== What to work on ==
Starting at the first line and ending at the line containing "M 381 196 L", reproduce every line, shifting each coordinate in the answers up by 114.

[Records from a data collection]
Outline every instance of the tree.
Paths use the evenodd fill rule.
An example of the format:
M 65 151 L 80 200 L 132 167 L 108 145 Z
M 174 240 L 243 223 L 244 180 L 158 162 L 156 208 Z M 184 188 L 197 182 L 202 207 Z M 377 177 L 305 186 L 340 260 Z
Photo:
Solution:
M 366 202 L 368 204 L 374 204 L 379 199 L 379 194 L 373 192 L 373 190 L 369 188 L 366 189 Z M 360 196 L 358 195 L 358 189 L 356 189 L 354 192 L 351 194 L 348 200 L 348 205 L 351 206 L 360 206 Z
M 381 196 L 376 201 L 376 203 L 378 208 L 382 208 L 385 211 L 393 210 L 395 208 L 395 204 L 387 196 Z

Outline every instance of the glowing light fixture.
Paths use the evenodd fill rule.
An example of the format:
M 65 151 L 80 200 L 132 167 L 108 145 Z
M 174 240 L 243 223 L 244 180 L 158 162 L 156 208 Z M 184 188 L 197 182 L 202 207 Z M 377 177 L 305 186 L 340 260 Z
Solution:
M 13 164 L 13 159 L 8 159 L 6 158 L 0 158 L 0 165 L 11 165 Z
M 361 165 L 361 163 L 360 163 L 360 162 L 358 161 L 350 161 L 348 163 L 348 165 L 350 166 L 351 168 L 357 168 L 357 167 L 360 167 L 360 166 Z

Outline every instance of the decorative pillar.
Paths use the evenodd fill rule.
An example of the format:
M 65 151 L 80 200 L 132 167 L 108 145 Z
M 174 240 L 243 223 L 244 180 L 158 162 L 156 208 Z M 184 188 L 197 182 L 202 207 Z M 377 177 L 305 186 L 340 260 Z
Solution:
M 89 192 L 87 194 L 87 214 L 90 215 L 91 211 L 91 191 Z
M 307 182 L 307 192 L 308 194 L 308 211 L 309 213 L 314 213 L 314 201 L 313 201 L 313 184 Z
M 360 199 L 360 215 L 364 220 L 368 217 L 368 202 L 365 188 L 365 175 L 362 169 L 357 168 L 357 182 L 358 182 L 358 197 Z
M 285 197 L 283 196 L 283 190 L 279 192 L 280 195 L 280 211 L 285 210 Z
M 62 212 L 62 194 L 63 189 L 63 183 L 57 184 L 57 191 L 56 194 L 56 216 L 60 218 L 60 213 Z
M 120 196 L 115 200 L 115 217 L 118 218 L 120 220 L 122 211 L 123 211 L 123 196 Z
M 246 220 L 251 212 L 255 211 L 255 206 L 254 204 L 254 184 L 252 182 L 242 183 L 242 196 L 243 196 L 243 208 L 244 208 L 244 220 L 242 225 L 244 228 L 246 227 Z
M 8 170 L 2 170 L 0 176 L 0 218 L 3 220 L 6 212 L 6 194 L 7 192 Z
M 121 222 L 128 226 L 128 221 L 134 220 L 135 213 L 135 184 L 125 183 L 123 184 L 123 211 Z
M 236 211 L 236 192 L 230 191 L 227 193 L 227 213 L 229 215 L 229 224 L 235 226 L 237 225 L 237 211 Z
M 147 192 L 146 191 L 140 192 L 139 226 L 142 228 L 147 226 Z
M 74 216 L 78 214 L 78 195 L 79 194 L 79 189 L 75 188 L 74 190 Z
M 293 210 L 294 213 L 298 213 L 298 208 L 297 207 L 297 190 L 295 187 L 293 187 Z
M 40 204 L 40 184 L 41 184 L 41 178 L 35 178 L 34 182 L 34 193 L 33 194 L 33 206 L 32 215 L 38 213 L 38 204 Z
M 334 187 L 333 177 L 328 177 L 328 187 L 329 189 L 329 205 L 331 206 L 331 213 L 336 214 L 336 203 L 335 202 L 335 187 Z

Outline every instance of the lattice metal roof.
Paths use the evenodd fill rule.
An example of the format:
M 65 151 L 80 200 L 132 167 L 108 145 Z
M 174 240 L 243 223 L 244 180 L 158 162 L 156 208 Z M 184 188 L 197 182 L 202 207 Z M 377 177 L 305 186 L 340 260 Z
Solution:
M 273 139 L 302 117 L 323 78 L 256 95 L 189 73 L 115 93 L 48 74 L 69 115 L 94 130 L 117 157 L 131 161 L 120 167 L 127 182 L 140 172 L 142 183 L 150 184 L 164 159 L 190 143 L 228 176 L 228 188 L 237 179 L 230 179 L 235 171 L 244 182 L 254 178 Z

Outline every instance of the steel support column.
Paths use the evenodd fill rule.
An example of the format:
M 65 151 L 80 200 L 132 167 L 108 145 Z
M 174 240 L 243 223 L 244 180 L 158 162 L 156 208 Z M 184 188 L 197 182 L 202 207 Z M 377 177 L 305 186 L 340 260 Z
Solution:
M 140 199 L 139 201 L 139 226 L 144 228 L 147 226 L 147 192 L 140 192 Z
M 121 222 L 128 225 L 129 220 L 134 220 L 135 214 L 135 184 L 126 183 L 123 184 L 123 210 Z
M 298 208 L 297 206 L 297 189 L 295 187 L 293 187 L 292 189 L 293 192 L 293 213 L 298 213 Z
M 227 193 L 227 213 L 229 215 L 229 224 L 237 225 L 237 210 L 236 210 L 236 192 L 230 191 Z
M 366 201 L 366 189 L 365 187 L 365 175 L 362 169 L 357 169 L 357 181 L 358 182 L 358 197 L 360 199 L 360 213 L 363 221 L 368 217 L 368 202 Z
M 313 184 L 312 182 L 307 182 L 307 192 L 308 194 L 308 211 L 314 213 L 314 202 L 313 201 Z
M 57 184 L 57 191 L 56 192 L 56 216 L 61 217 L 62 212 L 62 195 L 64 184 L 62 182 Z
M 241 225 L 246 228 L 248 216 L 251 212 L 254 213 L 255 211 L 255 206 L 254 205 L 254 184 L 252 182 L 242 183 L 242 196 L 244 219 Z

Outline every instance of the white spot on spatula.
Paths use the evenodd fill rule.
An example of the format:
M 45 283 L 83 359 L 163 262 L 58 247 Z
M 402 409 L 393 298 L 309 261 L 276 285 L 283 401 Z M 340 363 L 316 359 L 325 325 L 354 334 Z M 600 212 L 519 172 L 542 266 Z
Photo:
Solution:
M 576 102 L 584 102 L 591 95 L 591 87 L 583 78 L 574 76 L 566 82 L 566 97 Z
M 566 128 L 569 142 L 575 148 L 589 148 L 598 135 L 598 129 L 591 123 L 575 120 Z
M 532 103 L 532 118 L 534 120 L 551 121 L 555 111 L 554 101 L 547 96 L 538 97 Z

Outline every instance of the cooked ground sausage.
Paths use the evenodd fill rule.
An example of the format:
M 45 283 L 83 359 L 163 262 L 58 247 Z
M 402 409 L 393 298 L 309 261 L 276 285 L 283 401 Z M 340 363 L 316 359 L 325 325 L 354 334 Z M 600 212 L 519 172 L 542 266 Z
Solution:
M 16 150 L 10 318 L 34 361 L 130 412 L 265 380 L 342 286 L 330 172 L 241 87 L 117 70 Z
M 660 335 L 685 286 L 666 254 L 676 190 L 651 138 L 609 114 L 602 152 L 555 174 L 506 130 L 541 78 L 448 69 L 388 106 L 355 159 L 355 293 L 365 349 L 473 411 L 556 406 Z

== The result ==
Outline every instance of the tree.
Paths use the evenodd fill rule.
An example of the format:
M 65 151 L 80 200 L 132 167 L 108 145 Z
M 174 240 L 243 223 L 244 180 L 158 162 L 156 208 Z M 184 188 L 197 182 L 202 207 Z M 377 177 L 305 186 L 340 260 Z
Photo:
Solution:
M 480 316 L 482 318 L 488 318 L 493 313 L 493 308 L 487 306 L 487 304 L 483 302 L 480 303 Z M 474 310 L 472 309 L 472 303 L 470 303 L 468 306 L 465 308 L 462 314 L 462 319 L 465 320 L 474 320 Z
M 495 310 L 490 315 L 490 317 L 492 322 L 496 322 L 499 325 L 507 324 L 509 322 L 509 318 L 501 310 Z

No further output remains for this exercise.